PROBLEM TO SOLVE: Please repeat all of the lines that follow, exactly as written.

DATASET:
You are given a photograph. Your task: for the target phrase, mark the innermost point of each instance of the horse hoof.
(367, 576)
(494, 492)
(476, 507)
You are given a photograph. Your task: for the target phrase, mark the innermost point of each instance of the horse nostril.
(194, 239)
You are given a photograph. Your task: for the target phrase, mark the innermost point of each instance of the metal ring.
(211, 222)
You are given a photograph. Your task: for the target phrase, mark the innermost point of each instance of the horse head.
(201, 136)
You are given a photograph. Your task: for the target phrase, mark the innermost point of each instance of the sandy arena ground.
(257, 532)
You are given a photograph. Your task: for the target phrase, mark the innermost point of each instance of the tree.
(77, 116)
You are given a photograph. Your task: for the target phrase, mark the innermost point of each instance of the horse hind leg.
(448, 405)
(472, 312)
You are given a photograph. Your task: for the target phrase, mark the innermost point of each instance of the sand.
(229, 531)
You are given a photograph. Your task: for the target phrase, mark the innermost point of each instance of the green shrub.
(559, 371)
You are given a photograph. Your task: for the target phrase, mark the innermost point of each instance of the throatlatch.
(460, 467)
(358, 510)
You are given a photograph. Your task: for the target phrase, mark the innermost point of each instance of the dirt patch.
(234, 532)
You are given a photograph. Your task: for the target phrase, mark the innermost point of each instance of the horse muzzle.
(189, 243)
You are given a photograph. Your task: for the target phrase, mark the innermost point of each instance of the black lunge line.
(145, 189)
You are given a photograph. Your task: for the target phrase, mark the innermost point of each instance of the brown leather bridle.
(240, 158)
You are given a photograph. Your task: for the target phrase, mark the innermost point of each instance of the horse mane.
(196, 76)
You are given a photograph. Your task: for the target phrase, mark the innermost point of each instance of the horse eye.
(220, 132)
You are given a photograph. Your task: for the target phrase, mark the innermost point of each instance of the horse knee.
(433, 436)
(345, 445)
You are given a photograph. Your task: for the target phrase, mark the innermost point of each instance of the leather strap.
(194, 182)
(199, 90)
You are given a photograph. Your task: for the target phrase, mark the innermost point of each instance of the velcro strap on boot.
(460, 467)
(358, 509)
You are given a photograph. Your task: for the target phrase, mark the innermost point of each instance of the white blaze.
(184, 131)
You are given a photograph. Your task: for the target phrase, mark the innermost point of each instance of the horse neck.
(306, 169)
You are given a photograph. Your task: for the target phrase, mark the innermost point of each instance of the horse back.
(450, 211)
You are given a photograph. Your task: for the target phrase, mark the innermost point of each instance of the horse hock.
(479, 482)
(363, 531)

ANSWER IN FULL:
You are given a photograph. Your task: for the target phrase, mark the innermost point of each instance of the horse hoof.
(367, 576)
(494, 492)
(476, 507)
You are given a photograph. Your task: for the target phrase, mark the innermost point of each instance of the horse nostril.
(194, 239)
You are given a photograph. Your task: for the target phrase, mark the innermost point of each instance of the metal ring.
(211, 222)
You are given a photograph. Your task: for the target phrase, mark the innermost point of each instance of the horse head.
(201, 136)
You are given a photograph. Your task: for the target phrase, mark the innermost point of each instance of the sandy arena ground.
(257, 532)
You are given a photograph. Your task: for the target phrase, mark the innermost point of each instance of the tree.
(77, 116)
You are given a photograph. Your task: for the target phrase, mark the innermost point of each instance of the horse hind leg.
(448, 405)
(472, 312)
You are given a photograph. Your task: for the target phrase, mark the innermost point of each instance of the sand.
(229, 531)
You are given a photograph. Your task: for the target phrase, mark the innermost point of each instance of the green shrub.
(559, 371)
You are given a photograph. Your task: for the target phrase, mark the innermost point of each instance of the throatlatch.
(460, 467)
(358, 510)
You are given a photograph. Your task: for the target phrase, mark the innermost point of each instance of the dirt patch.
(234, 532)
You are given a photograph. Your task: for the target phrase, mark the innermost point of each instance of the horse muzzle.
(189, 243)
You are given a photograph. Your task: for the target phrase, mark the innermost point of each instance of the black lunge line.
(145, 189)
You are given a photograph. Your task: for the target phrase, mark the innermost point of each instance of the brown leather bridle.
(240, 158)
You are given a photograph. Your task: for the target phrase, mark the innermost point of each instance of the horse mane.
(196, 76)
You are given a photograph. Your task: for the target phrase, mark the innermost point of each instance of the horse eye.
(220, 132)
You are given a photograph. Your task: for the target phrase, mark the innermost point of each instance of the horse knee.
(433, 436)
(345, 445)
You are given a photograph. Your task: for the target phrase, mark the innermost point of each instance of the leather strap.
(194, 182)
(199, 90)
You are given a photograph. Your task: for the target phrase, mark the innermost point of each instance of the velcro strap on boot.
(460, 467)
(358, 509)
You are given a photograph. Your task: for the target phrase, mark the innermost point of each instance of the white blaze.
(184, 131)
You are given a photograph. Your task: for the target phrase, mark the innermost point of each instance of the horse neck.
(306, 169)
You are given a photograph. Your task: for the target phrase, mark the innermost point of each instance of the horse back.
(450, 211)
You are given a photograph. Your task: for the target phrase, mark the innermost point of each instance of the horse hock.
(479, 482)
(363, 531)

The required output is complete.